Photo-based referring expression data
········

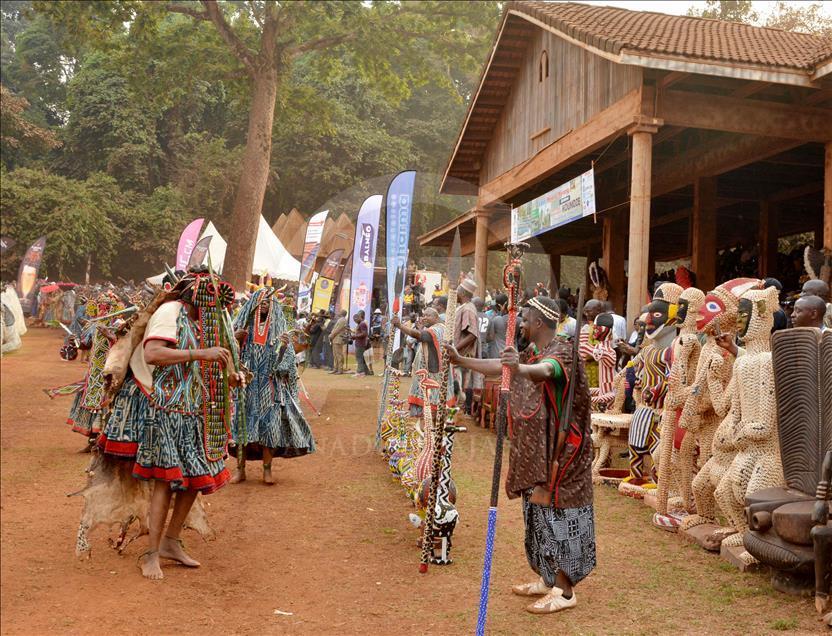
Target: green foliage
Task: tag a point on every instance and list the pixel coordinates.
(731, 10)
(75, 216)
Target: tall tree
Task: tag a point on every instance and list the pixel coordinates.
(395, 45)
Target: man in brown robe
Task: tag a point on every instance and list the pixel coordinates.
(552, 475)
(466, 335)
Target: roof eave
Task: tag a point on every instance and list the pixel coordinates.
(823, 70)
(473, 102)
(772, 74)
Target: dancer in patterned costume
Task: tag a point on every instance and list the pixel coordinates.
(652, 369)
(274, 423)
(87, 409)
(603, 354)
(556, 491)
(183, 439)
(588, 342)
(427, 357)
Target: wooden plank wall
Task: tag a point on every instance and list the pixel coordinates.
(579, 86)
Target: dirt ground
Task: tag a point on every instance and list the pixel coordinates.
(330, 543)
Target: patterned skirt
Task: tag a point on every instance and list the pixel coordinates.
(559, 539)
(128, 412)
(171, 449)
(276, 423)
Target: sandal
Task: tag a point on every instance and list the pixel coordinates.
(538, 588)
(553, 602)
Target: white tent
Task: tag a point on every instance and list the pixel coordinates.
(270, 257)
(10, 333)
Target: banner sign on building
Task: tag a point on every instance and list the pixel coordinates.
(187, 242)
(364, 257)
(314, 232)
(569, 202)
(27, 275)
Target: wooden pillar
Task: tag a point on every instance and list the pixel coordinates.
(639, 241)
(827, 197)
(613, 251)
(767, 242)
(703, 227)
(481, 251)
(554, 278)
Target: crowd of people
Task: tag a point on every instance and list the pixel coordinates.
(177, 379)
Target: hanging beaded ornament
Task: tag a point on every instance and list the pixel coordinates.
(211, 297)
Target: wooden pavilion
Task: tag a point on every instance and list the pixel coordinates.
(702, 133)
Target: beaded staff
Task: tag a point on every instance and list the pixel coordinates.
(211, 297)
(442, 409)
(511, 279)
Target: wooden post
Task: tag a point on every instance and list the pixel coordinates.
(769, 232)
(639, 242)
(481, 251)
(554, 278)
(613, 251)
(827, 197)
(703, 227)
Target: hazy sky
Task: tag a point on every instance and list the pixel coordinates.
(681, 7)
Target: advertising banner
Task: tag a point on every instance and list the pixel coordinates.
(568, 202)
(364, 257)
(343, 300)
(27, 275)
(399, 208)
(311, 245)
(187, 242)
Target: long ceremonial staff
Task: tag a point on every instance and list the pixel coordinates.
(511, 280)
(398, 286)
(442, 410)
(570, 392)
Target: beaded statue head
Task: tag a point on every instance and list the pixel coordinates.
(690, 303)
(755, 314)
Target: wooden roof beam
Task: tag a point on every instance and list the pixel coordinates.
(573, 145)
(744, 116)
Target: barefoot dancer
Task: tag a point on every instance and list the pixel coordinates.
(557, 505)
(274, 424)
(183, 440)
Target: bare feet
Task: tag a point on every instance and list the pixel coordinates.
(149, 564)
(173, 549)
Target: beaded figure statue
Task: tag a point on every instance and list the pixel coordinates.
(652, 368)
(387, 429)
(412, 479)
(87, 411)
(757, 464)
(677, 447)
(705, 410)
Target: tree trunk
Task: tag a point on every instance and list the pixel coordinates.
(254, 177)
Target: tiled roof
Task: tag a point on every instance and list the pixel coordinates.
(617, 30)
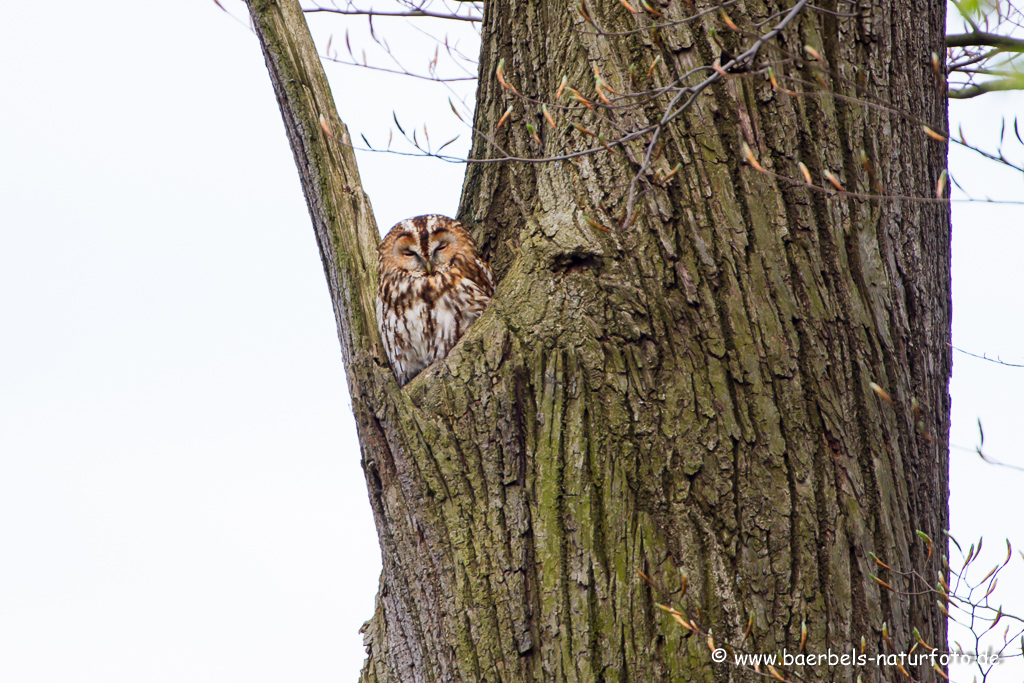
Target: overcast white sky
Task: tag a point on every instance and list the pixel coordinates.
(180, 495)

········

What to do => Omit the pictures and set down the records exactly.

Written reply =>
Target: green foliage
Task: tag a point on every instance and list the pixel coordinates.
(731, 10)
(75, 216)
Target: tall tree
Task: tag a point on every instance and list the pixel coordinates.
(395, 45)
Target: man in brown robe
Task: tag a point on every instance and list the pixel coordinates.
(552, 475)
(466, 335)
Target: roof eave
Task: tag a point on every instance and list the pixel coordinates.
(823, 70)
(473, 102)
(772, 74)
Target: dancer in patterned costume
Task: tag a point on every instance and list the pixel coordinates.
(652, 369)
(274, 423)
(87, 409)
(603, 354)
(556, 491)
(183, 439)
(588, 342)
(427, 357)
Target: wooden plank wall
Task: tag a point on every instance and list the pixel coordinates.
(579, 86)
Target: dirt ground
Task: tag a point on every instance and list the pixel coordinates.
(330, 543)
Target: patterned skirt
Task: tag a point on every instance and list the pixel coordinates.
(559, 539)
(128, 412)
(171, 449)
(276, 423)
Target: sandal
Task: tag a point on every instance and list the pixel coordinates.
(538, 588)
(553, 602)
Target: white tent
Task: tag a point on every instance and list the pixel coordinates.
(270, 257)
(10, 333)
Target: banner sign on building
Task: tag a point on every instance and list the pixel coordinates.
(187, 242)
(364, 257)
(314, 232)
(569, 202)
(27, 275)
Target: wooden pillar
Task: tag a point on every instance and list the pixel coordinates.
(639, 241)
(827, 197)
(613, 251)
(767, 242)
(703, 227)
(481, 251)
(554, 278)
Target: crowd of people
Task: tag a point on every instance and list the pixel coordinates.
(177, 379)
Target: hanging beaded ornament
Task: tag a point on every instance and list the pixel coordinates.
(211, 297)
Target: wooden pavilion
Task: tag a point on every instance and list the pixel coordinates.
(702, 133)
Target: beaded staff
Task: tag a point on every instance and list the pixel coordinates.
(211, 297)
(442, 409)
(511, 279)
Target: wooden post
Task: tag a point on every instance and list the pixel coordinates.
(769, 232)
(639, 242)
(481, 251)
(554, 278)
(613, 251)
(827, 197)
(703, 227)
Target: hazy sky
Task: tag a point on every instance and list the pixel coordinates.
(681, 7)
Target: advertising banner
Task: tag a point on every instance and list the pixel coordinates.
(568, 202)
(364, 257)
(343, 300)
(27, 275)
(399, 208)
(311, 245)
(187, 242)
Target: long ceremonial staff
Task: tag a point on every instance and list the pixel coordinates.
(511, 280)
(398, 286)
(442, 410)
(570, 392)
Target: beaded statue head
Task: tag a point on every instance and list the pixel coordinates.
(690, 303)
(755, 314)
Target: wooden roof beam
Task: tag a point on every instance and list the pixel coordinates.
(573, 145)
(744, 116)
Target: barefoot dancer
Task: tag a point on every instance and list the pixel coordinates.
(557, 505)
(274, 424)
(183, 440)
Target: bare feet
Task: tag a point on every instance and list the pixel coordinates.
(149, 564)
(173, 549)
Target: beaded figure statue
Task: tag a point on every instance and list the pixel coordinates.
(652, 368)
(387, 429)
(412, 479)
(87, 411)
(757, 464)
(677, 447)
(705, 410)
Target: tree trunk
Task: tag a point on every instance and list the pixel coordinates.
(254, 177)
Target: tiled roof
Task: tag a point on every instance and list the pixel coordinates.
(617, 30)
Target: overcast white sky
Task: tag a point on every instance and list the pixel coordinates.
(180, 495)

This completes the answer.